*TASK REQUIREMENTS:* Restate each of the lines below word for word and drop every picture.

*SUPPLIED MATERIAL:*
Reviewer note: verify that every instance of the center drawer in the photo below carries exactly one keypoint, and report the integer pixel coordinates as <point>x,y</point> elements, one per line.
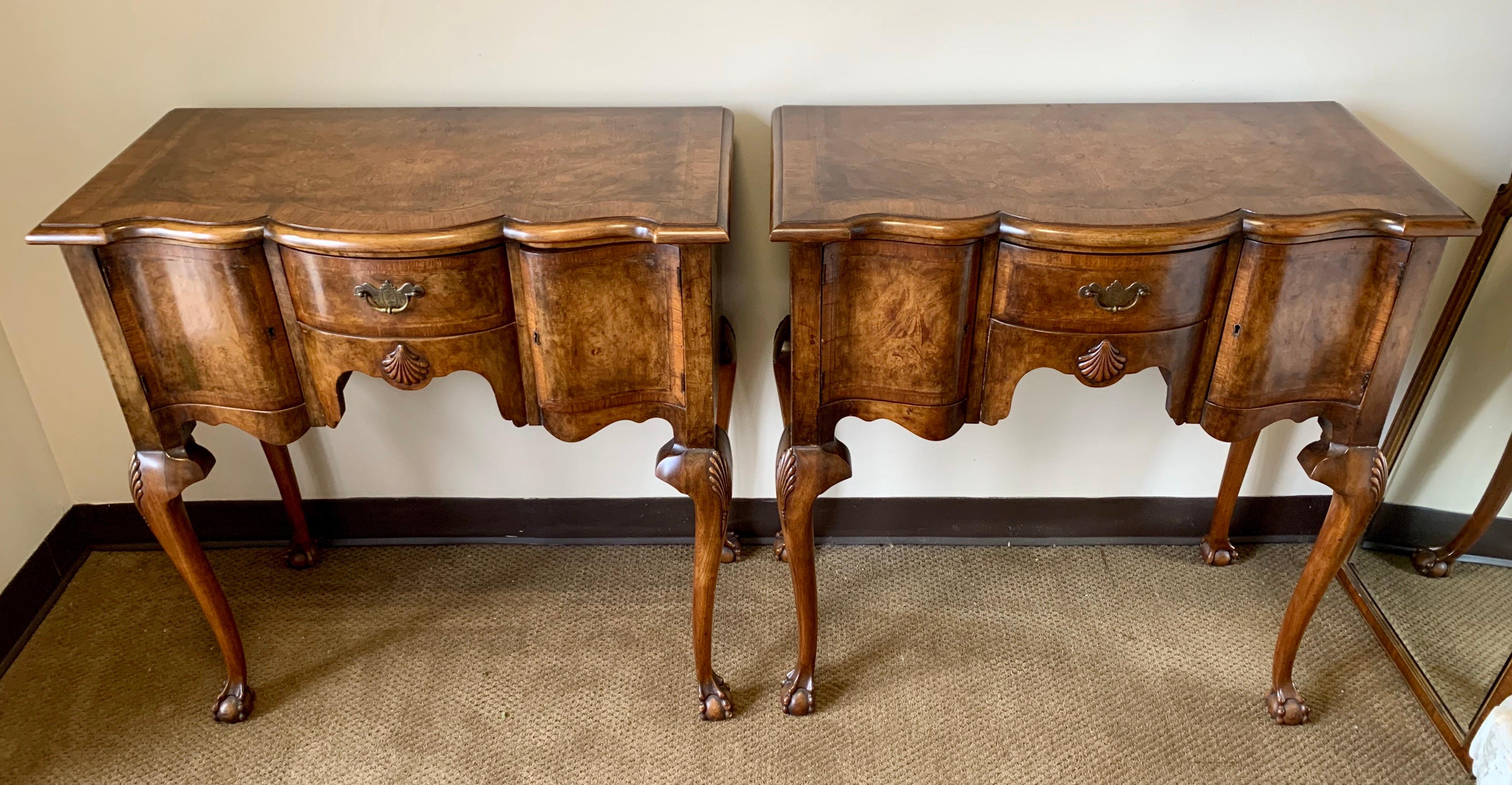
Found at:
<point>1104,293</point>
<point>441,296</point>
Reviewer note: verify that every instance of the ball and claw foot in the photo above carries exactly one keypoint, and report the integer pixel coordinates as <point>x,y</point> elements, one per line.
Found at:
<point>716,704</point>
<point>797,699</point>
<point>301,557</point>
<point>234,706</point>
<point>1218,556</point>
<point>1286,707</point>
<point>1430,563</point>
<point>732,549</point>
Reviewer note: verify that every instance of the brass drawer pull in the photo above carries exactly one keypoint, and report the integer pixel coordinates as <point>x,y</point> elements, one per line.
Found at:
<point>1115,297</point>
<point>386,297</point>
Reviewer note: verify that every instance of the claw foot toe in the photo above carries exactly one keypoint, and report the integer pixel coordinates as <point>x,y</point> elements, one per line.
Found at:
<point>301,557</point>
<point>797,699</point>
<point>779,548</point>
<point>1286,707</point>
<point>732,549</point>
<point>1218,556</point>
<point>234,706</point>
<point>714,702</point>
<point>1430,563</point>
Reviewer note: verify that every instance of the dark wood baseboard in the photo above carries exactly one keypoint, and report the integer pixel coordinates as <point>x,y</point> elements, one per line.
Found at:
<point>952,521</point>
<point>1053,521</point>
<point>670,518</point>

*ANSWER TO THIS EXERCISE:*
Reviewer note: verify that every instance of the center drawer in the photo below carries exactly one keypoint, and report the integer pixel coordinates as <point>x,y</point> elements, one per line.
Found at:
<point>1104,293</point>
<point>441,296</point>
Reviewer note: verify that every instance of the ball and claw foot in the photo above carries exactly one keypoint, and report the integer pixel coordinates as <point>x,y</point> elements, one per line.
Found at:
<point>716,704</point>
<point>797,699</point>
<point>301,557</point>
<point>234,706</point>
<point>1218,556</point>
<point>1286,707</point>
<point>1430,563</point>
<point>732,549</point>
Reviewer note: verify that every instance of the brass drawer pull in the photo above carries exactly one keypoint, and report the integer pixel coordinates as <point>x,y</point> elements, one per line.
Found at:
<point>1115,297</point>
<point>386,297</point>
Reviewer note: verify that every instance of the claw foot toe in the photo above carries exactly one keypoint, and report the integer pixel coordinates as <point>x,y</point> elements, one per line.
Found at:
<point>301,557</point>
<point>797,699</point>
<point>779,548</point>
<point>1286,707</point>
<point>732,549</point>
<point>1218,556</point>
<point>234,706</point>
<point>714,702</point>
<point>1430,563</point>
Reviewer note: verify that every instance of the dark wood baseboard in the photo above carries exactly one keypoint, and report the integer pixel coordinates as <point>x,y</point> elements, one per line.
Found at:
<point>952,521</point>
<point>1053,521</point>
<point>670,518</point>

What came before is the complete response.